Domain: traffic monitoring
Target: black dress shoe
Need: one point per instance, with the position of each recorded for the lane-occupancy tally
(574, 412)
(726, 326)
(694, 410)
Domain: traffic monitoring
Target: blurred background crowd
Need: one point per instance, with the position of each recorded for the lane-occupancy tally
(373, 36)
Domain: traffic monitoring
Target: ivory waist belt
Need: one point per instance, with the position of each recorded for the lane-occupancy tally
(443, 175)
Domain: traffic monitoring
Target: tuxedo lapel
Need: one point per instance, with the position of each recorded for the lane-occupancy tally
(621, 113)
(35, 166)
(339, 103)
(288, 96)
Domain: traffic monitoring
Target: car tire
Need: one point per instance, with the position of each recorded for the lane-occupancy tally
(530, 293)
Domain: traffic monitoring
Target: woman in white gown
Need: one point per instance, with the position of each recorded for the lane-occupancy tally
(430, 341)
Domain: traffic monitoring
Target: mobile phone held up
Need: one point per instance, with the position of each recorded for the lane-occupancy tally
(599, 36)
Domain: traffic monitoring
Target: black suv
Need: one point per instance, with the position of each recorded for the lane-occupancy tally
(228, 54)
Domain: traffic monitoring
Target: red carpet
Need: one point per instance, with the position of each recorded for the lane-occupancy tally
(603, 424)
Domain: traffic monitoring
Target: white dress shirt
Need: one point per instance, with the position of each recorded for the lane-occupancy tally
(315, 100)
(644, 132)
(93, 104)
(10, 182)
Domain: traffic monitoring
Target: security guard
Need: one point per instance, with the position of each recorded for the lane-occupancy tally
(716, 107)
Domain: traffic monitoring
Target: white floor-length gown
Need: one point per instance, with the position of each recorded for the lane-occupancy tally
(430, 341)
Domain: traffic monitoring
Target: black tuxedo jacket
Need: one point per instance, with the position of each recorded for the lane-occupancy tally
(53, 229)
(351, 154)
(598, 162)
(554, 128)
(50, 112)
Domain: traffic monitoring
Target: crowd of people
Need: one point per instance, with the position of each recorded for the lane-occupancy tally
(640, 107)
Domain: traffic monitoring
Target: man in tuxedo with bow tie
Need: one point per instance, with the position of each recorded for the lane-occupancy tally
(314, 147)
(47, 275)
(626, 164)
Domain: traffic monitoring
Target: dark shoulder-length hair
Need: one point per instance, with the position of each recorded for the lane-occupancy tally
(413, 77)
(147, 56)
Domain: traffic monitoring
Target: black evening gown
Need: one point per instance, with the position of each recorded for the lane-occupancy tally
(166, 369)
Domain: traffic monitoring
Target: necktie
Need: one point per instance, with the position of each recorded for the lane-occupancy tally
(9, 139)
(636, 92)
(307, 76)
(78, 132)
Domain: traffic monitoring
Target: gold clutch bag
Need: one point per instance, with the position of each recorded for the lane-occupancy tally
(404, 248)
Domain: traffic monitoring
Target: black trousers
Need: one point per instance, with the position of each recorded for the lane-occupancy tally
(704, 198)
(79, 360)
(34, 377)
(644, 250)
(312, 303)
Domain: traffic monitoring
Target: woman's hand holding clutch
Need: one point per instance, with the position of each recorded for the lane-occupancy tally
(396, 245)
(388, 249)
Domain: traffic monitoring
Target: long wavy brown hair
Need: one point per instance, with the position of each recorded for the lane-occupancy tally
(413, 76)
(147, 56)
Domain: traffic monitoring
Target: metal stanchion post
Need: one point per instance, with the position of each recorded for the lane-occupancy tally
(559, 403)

● Work to be completed
The entries are to be repeated exactly, with nothing altered.

● Solution to this task
Domain: traffic monitoring
Target: black dress shoe
Need: one point per instance, with the position of each recorded for the lane-occupancy tally
(574, 412)
(726, 326)
(694, 410)
Domain: traffic monitoring
Target: blurred background crowd
Need: one point per instance, with the position of each recorded for the lane-occupancy tally
(373, 36)
Domain: traffic monitoring
Target: ivory waist belt
Need: one point per instance, with the position of each recorded for the lane-occupancy tally
(443, 175)
Domain: traffic monitoring
Target: tuxedo lapel
Need: one point per instance, with the position of each recorded for the lane-occupancy tally
(621, 113)
(35, 166)
(339, 103)
(288, 96)
Domain: traffic monitoring
Target: car tire
Need: one point per instance, with the position of each recorded for the lane-occupancy tally
(530, 293)
Domain: traffic monitoring
Target: woman in white gown
Need: one point per instance, with the position of each recorded for the lane-occupancy tally
(430, 341)
Domain: traffic monitoring
Target: mobile phone held up
Need: one point per instance, with the position of each recorded for the lane-occupancy tally
(599, 36)
Domain: traffic monitoring
Target: black suv
Need: one point per instance, with the position of each recorded for the lane-occupancy tally
(228, 54)
Domain: traffic monitoring
Target: red carpet
Need: one point per instance, with the position of each recorded for the lane-occupancy tally
(603, 424)
Domain: traffic monitoring
Target: white dress shirt
Need: one point per instance, with the position of each recorded for the lane-occupancy tally
(315, 100)
(644, 132)
(93, 104)
(10, 182)
Domain: traffic monitoring
Target: security guard
Need: one point per instance, with the position of each recorded for the lane-occupancy tally
(716, 107)
Domain: traffic monitoring
Target: white floor-length gown
Need: one point per instance, with the position of each recorded for the lane-occupancy tally
(430, 341)
Domain: traffic monitoring
Target: black tuxedo jacket
Need: one point per instance, with the position of each recorded for the lane-occupancy tally
(53, 229)
(351, 154)
(598, 162)
(554, 128)
(50, 112)
Domain: traffic monitoring
Target: crowd of people
Need: one point per instance, with the position of each recorded for the lane-occupancy tally
(640, 107)
Domain: traffic monitoring
Target: man in tuxedo with bow tie
Need: one point per instance, with the position of each recorded for the lane-occupancy tally
(314, 147)
(47, 275)
(626, 164)
Domain: traffic monitoring
Target: dark shoulder-length hair
Need: one point per instance, with the position of each recorded for the lane-occupancy tally
(413, 77)
(147, 56)
Domain: traffic monitoring
Target: black evening gown
Need: one point per instance, with the position of each recorded for the lane-occupancy tally
(166, 369)
Domain: traffic monitoring
Target: necktie
Need: one point per instance, with the position of each recorded for the lane-occupancy tally
(9, 139)
(636, 92)
(307, 76)
(78, 132)
Domain: traffic monitoring
Target: gold clutch bag
Need: one point per instance, with the position of each recorded for the lane-occupancy tally
(404, 248)
Domain: traffic monitoring
Target: black trousers
Need: one point per instance, with the position of each recorded for the lane-occupancy tally
(704, 198)
(79, 360)
(34, 377)
(644, 250)
(312, 303)
Domain: traffic monitoring
Target: woman's hand holding clutch
Need: one point per instance, with the position of each recorded for the lane-occupancy tally
(396, 245)
(388, 249)
Domain: traffic monitoring
Target: long wavy brown hair
Need: one point per instance, with the position of each recorded for the lane-occupancy tally
(413, 76)
(147, 56)
Domain: traffic monitoring
Target: metal stanchion post
Need: one point per instance, with the position of each recorded for the lane-occupancy tally
(559, 403)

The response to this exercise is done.